# What the exercise asks:
For the listing that follows, give again exactly the lines from the one with "Exercise. Spot the windmill door" to the one with "Exercise. Spot the river", including both.

# Exercise input:
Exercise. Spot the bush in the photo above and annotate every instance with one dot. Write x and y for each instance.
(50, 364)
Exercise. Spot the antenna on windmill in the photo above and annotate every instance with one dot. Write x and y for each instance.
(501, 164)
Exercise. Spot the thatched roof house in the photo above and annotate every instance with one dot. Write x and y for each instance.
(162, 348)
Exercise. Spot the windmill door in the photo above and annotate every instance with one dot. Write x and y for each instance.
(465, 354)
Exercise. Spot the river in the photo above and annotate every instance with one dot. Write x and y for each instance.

...

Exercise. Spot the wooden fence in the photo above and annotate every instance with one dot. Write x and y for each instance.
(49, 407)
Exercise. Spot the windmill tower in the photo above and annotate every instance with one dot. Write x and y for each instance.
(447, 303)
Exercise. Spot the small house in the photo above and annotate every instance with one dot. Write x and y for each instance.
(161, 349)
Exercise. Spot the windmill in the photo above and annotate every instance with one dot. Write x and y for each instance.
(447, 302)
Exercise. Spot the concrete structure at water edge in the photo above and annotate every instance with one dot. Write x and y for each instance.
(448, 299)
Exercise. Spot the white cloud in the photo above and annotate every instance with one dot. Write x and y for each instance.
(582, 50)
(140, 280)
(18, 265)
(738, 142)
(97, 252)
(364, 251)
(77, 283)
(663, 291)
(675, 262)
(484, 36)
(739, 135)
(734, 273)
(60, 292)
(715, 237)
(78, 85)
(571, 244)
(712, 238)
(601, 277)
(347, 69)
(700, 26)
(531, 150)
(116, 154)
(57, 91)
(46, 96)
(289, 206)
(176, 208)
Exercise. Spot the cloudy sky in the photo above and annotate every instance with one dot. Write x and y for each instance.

---

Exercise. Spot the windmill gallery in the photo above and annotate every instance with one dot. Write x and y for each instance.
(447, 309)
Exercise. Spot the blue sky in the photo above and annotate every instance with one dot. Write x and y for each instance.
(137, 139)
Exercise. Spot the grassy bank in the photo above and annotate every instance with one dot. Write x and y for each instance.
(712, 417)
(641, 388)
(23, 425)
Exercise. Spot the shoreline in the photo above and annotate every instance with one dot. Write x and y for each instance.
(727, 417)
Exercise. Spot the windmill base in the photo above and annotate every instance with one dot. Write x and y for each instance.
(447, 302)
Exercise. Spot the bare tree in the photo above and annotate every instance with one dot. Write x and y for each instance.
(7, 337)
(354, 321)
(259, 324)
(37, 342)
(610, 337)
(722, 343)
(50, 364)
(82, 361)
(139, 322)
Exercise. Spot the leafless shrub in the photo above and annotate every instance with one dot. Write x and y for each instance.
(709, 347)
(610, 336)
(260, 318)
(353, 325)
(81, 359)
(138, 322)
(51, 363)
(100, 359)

# Result of the task:
Exercise. Spot the windmill door in the photo above and annotate every instance with one dot. Write x and y for each instance.
(465, 354)
Exercise. Spot the river in the photo above and annotate every instance with one dot. Write x and y for each instance.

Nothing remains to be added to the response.